**Task description**:
Find each line in the records below that contains the string "tree", and copy those lines out in full.
╭─ Records for the exercise
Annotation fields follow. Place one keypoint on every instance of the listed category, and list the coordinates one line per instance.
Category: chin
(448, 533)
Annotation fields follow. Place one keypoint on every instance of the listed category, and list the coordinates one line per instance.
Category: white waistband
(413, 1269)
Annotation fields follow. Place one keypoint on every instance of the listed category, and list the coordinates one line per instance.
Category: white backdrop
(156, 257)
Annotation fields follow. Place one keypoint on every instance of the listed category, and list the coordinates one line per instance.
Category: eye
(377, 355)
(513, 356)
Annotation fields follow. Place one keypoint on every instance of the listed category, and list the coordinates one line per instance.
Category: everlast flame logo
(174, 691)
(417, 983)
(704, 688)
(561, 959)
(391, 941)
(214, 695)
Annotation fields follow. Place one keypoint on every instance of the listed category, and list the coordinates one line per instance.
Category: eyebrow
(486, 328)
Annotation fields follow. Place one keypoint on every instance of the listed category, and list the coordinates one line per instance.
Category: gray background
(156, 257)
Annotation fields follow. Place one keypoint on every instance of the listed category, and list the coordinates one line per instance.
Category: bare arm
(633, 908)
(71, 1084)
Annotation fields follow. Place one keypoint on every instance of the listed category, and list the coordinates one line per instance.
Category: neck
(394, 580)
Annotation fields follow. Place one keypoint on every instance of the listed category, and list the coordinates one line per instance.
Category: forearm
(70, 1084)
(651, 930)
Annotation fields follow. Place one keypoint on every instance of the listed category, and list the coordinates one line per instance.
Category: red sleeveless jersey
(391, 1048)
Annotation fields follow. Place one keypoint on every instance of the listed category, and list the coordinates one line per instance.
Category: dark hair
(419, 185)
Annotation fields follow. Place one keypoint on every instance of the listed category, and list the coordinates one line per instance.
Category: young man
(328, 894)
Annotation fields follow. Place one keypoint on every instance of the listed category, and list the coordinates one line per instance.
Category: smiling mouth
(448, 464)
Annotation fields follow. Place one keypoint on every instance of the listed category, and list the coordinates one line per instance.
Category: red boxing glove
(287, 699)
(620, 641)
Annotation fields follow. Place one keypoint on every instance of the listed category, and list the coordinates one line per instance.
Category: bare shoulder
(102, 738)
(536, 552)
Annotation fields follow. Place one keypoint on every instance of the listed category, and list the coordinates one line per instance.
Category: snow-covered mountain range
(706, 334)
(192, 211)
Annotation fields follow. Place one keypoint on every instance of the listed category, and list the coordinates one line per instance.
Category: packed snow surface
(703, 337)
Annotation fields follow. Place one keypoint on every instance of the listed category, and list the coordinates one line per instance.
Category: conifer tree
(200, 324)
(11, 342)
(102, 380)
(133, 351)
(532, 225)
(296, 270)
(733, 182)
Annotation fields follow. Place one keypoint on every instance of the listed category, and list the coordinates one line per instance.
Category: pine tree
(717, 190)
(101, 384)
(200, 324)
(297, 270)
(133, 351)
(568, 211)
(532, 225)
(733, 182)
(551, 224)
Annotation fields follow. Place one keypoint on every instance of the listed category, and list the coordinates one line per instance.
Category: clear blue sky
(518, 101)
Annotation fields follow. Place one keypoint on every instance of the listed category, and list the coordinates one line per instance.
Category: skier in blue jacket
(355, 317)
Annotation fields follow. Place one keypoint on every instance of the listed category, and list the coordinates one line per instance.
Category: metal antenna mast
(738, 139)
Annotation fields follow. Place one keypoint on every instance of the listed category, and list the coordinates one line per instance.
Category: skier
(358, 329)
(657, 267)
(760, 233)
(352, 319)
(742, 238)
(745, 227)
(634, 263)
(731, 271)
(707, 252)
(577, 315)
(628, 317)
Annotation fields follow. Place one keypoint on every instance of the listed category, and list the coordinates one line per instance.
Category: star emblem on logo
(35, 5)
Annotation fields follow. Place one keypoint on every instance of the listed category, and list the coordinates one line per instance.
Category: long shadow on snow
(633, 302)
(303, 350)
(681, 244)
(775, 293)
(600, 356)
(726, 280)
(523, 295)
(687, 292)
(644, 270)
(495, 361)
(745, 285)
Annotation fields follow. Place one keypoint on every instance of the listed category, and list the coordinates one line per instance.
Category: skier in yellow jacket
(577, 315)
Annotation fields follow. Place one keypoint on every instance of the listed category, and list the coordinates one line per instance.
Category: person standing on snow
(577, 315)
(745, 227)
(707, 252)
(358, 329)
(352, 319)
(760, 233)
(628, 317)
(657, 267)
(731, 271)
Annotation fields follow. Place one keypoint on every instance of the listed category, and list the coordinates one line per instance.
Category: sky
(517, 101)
╰─
**Worked answer**:
Category: conifer tree
Category: pine tree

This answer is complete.